_Exercise description_:
Emit a verbatim copy of the lines running from the line with "Teacher note: please indicate the wooden" through the end of the material below.
··· Given records ···
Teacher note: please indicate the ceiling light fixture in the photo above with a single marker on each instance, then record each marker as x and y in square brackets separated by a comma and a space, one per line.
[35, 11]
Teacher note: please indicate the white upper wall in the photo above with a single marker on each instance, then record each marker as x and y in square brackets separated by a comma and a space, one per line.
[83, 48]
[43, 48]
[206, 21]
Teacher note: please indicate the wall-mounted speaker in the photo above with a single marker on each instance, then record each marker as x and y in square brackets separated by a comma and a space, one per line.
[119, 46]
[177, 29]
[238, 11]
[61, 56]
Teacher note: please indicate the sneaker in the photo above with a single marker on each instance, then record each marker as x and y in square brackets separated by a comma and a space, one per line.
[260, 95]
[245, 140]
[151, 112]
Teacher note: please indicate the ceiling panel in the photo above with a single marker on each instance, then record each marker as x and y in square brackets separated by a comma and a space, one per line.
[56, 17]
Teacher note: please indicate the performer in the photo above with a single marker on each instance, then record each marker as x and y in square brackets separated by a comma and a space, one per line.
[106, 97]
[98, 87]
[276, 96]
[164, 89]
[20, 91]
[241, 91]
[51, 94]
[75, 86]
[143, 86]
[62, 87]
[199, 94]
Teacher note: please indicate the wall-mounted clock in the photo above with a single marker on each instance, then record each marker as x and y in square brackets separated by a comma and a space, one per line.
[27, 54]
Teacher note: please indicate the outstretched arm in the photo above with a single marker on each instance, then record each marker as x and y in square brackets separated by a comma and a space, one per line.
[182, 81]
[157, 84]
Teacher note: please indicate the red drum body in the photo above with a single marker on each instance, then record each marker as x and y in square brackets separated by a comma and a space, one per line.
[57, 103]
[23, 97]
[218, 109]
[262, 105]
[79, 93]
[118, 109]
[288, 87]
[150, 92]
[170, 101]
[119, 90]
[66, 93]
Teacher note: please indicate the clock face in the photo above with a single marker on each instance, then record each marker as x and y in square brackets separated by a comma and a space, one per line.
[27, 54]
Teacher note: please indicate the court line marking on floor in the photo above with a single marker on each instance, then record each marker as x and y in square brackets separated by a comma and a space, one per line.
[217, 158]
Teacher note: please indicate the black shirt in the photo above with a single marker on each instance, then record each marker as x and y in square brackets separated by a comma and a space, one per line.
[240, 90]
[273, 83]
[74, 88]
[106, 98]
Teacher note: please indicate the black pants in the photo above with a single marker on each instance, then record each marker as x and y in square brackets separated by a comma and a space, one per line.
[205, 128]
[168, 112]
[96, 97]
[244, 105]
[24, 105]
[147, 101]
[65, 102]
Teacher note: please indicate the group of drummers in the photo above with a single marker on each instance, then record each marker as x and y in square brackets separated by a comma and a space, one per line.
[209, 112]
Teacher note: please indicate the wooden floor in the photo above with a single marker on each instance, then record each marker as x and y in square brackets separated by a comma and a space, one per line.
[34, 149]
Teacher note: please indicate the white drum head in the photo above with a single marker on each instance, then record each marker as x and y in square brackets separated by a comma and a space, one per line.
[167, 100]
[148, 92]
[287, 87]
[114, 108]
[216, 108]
···
_Response box_:
Teacher note: please indicate the wooden floor in the photo above with a single marker on each instance, then record each marker as x and y in square brackets separated by a comma and a space, one per line.
[34, 149]
Teacher note: please indicate the white drum head in the photo above with a single marker on each instance, then record each marker as x and y in square brackets separated by a comma and a space, one per line.
[167, 100]
[148, 92]
[287, 87]
[114, 108]
[216, 108]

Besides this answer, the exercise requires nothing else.